Task objective: Skip all pictures, then print the remaining material exactly.

Source material:
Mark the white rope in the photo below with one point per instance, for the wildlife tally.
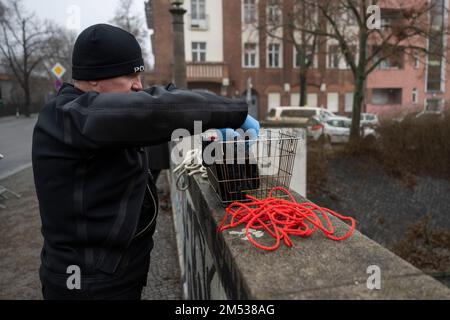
(191, 164)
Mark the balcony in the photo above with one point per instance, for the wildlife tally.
(207, 72)
(198, 24)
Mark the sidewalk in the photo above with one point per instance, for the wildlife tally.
(21, 243)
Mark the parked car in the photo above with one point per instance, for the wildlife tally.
(369, 120)
(299, 115)
(314, 128)
(337, 130)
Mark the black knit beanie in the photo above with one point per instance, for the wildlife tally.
(103, 51)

The output:
Mark the white rope in the photo below with one point per instance, for the wildlife tally.
(191, 164)
Mark the balcony in the photo above with one point per instance, for the wildlife tally.
(207, 72)
(198, 24)
Mark the sidewalk in the photo above with one point per instance, for the wildlife tally.
(21, 243)
Mark the parked car in the photo above with one point per instance, for the wildlife tally.
(369, 120)
(299, 115)
(314, 128)
(337, 130)
Mark the black knit beanie in the photo above with one point per instance, for the wildlife tally.
(103, 51)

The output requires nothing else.